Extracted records
★ ★ ★ ★
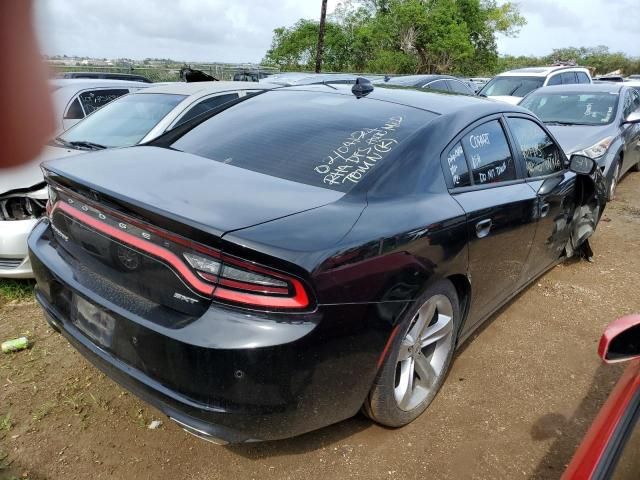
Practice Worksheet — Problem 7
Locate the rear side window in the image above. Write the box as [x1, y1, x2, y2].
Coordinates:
[425, 80, 449, 92]
[560, 72, 577, 84]
[175, 93, 239, 127]
[633, 89, 640, 111]
[577, 72, 591, 84]
[547, 75, 562, 86]
[461, 120, 516, 185]
[508, 118, 563, 177]
[447, 80, 472, 95]
[79, 89, 129, 115]
[64, 98, 84, 119]
[445, 141, 470, 188]
[622, 90, 640, 118]
[171, 90, 433, 192]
★ ★ ★ ★
When copying the data above, repeat every word exactly and drop the pictures.

Practice Worksheet — Problem 7
Locate the rear side window in the image above. Write the box as [x1, y1, x2, y2].
Coordinates:
[425, 80, 449, 92]
[560, 72, 577, 84]
[175, 93, 239, 127]
[633, 89, 640, 111]
[577, 72, 591, 84]
[547, 75, 562, 86]
[461, 120, 516, 185]
[508, 118, 563, 177]
[447, 80, 472, 95]
[79, 89, 129, 115]
[64, 98, 84, 119]
[445, 141, 470, 188]
[622, 90, 640, 118]
[171, 90, 433, 192]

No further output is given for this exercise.